**To do:** When you reach the line that contains "Tag every instance of the underwater" in the data below, start reproducing lines exactly, and stop after the line that contains "Tag every instance of the gravel".

**Provided records:**

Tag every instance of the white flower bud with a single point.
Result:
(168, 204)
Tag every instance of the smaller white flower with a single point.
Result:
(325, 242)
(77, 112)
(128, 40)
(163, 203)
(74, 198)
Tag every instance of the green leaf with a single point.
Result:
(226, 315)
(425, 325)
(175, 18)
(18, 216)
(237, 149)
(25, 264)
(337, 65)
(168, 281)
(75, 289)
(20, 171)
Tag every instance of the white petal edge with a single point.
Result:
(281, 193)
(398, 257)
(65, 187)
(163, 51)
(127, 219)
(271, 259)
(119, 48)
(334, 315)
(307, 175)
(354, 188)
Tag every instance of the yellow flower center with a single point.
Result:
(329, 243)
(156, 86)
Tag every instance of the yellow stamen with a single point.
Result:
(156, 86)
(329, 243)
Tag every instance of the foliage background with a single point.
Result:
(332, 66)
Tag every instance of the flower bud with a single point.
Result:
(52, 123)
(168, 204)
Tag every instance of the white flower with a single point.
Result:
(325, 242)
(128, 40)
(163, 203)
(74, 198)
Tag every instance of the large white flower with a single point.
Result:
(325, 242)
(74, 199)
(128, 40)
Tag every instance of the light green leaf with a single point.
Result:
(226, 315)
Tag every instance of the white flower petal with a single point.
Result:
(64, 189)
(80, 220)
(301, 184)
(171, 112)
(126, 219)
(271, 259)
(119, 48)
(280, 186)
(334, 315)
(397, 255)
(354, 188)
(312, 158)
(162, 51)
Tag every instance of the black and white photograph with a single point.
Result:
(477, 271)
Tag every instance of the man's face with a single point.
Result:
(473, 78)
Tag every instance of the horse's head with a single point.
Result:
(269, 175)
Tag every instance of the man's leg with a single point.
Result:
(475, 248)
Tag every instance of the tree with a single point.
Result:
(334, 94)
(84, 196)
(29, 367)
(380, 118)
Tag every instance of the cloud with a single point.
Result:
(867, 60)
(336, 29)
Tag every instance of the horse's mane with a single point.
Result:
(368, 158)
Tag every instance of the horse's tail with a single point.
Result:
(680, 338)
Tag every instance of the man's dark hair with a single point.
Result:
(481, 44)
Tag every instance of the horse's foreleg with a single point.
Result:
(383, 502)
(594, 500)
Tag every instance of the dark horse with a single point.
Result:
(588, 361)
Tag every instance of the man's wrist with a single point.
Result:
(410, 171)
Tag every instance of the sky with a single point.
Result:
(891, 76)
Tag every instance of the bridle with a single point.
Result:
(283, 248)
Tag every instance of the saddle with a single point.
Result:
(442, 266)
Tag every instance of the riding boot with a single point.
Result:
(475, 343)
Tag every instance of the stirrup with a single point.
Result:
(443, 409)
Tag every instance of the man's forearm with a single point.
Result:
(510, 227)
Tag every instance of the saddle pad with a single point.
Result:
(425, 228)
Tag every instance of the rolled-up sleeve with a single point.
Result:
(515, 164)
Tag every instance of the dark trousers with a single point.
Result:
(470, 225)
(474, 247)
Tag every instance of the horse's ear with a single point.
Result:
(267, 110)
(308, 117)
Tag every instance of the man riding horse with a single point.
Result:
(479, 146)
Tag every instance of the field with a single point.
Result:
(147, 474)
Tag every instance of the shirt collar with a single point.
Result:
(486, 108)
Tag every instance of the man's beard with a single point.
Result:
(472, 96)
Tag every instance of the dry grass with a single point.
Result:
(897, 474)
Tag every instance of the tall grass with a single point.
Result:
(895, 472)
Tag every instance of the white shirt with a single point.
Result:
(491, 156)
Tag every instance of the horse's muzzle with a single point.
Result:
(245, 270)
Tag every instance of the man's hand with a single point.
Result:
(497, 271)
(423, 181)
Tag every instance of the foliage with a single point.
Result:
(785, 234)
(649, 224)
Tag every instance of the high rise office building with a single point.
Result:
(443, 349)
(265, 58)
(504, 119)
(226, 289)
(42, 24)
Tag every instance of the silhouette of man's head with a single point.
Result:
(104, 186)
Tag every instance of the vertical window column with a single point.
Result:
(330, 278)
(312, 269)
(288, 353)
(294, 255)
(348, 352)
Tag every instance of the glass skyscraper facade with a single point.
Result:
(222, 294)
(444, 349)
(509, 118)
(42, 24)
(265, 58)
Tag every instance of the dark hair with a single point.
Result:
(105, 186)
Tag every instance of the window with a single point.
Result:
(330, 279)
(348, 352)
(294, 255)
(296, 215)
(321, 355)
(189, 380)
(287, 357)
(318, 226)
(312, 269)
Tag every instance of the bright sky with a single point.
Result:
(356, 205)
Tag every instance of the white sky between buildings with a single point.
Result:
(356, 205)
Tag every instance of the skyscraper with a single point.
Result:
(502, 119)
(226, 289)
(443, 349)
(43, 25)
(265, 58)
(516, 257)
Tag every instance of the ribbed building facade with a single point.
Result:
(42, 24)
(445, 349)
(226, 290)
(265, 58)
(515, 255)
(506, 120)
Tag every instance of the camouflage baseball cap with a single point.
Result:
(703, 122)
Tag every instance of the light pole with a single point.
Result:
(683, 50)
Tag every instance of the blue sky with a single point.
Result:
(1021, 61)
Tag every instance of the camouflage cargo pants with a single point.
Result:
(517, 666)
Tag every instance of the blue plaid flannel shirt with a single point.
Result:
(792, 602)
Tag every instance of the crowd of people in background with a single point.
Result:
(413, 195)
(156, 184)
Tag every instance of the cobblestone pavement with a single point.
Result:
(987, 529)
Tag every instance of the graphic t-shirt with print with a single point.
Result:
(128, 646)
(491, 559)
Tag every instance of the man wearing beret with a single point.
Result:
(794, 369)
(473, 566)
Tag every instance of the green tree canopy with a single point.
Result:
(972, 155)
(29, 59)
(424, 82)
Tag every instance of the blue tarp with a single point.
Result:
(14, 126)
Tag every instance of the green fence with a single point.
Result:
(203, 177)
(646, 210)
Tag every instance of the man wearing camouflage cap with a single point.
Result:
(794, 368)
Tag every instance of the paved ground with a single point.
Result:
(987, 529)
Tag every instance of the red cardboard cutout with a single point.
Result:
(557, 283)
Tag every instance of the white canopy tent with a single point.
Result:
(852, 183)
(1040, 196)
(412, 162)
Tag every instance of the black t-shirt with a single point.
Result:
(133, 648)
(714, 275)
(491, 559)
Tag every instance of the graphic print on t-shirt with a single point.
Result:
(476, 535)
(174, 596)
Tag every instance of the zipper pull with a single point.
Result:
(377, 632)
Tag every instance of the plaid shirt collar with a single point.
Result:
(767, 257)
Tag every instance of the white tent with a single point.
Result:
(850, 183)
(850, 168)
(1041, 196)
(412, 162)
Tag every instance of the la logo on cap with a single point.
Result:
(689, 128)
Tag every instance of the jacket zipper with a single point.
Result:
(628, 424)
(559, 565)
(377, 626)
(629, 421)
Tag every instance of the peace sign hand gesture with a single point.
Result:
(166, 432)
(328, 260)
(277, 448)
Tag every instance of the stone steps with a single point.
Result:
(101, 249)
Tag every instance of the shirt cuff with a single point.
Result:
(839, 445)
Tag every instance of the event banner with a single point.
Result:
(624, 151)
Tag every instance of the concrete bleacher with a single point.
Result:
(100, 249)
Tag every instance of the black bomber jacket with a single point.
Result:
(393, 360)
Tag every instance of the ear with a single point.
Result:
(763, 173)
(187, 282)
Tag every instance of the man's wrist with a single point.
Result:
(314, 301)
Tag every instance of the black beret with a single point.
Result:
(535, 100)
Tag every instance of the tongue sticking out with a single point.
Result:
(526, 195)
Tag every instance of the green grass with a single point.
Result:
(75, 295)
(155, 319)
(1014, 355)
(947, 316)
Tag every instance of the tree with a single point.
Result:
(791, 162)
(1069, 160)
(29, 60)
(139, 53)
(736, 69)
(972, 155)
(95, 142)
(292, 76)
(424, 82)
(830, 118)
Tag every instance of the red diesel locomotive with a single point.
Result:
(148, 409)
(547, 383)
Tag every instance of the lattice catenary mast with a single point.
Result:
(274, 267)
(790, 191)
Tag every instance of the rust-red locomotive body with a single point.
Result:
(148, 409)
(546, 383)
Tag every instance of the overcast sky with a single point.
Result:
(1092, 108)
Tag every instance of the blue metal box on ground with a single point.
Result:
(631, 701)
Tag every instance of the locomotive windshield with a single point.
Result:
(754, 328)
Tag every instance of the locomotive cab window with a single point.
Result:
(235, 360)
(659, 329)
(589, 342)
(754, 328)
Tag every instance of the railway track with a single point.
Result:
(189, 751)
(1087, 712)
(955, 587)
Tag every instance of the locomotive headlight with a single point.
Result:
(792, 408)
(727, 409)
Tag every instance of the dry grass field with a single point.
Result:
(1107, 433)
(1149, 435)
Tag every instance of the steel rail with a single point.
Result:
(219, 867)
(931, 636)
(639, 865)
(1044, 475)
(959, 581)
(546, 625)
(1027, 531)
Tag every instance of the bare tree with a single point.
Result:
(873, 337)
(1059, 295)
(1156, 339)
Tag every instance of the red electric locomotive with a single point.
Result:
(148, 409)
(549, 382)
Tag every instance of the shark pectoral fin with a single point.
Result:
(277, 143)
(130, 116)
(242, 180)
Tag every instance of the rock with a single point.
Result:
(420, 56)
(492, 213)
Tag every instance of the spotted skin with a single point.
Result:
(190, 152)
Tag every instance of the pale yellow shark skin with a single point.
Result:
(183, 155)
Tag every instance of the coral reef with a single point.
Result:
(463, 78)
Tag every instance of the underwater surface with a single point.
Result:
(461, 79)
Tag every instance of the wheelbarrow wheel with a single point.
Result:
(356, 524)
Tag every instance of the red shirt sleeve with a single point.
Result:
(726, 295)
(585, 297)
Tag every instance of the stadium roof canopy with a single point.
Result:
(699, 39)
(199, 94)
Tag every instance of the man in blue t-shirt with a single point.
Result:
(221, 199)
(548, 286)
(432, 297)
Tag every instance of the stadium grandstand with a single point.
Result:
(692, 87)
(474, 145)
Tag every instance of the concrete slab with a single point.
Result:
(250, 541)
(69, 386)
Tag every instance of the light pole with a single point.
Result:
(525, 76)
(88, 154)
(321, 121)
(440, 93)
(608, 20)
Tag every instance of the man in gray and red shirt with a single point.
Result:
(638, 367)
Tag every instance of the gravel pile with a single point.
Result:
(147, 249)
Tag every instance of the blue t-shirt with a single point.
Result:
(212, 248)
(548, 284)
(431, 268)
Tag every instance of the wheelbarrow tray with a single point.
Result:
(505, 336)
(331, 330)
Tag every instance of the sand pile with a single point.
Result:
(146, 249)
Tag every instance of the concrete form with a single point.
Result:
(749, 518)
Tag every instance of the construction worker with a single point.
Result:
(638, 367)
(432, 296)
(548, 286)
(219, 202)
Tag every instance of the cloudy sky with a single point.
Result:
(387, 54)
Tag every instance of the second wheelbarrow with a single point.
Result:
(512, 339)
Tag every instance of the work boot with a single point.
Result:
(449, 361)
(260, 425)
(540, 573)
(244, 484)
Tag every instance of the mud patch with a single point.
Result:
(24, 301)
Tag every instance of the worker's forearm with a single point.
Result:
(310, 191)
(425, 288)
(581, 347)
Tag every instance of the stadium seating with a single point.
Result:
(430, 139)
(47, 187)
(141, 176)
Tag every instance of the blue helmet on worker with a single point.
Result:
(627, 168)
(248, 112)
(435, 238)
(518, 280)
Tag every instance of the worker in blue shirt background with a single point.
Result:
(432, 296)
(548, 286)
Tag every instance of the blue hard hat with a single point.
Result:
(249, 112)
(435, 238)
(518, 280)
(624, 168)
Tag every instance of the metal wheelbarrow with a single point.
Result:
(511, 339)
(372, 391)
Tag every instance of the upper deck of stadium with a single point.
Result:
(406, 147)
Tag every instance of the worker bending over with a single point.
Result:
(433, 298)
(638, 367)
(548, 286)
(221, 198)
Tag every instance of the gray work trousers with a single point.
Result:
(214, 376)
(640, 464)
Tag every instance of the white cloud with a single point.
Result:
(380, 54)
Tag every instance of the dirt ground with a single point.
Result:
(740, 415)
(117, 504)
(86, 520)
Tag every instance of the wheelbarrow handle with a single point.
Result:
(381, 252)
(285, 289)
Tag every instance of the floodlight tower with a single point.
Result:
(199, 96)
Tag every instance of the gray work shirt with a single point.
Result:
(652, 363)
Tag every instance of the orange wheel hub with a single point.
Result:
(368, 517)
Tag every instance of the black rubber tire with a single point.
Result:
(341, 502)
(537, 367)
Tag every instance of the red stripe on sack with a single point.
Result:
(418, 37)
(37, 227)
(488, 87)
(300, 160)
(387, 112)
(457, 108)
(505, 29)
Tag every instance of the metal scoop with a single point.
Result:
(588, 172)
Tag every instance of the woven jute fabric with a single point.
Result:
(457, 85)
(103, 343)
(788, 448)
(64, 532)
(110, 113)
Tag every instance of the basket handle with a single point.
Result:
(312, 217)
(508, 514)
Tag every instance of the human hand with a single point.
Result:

**Result of this task:**
Tag every instance of the underwater surface with a single point.
Result:
(461, 79)
Tag every instance of the wheelbarrow wheel with a single point.
Result:
(356, 524)
Tag every instance of the red shirt sleeve with a single point.
Result:
(726, 295)
(585, 297)
Tag every instance of the stadium roof canopy with a single point.
Result:
(699, 39)
(199, 94)
Tag every instance of the man in blue t-shirt with a single point.
Result:
(221, 199)
(548, 286)
(432, 297)
Tag every instance of the stadium grandstand with a single point.
Result:
(692, 87)
(474, 145)
Tag every instance of the concrete slab with a single point.
Result:
(250, 541)
(69, 386)
Tag every instance of the light pole with a single point.
Result:
(525, 76)
(88, 154)
(321, 121)
(440, 93)
(608, 20)
Tag every instance of the man in gray and red shirt with a single point.
Result:
(638, 367)
Tag every instance of the gravel pile with a single point.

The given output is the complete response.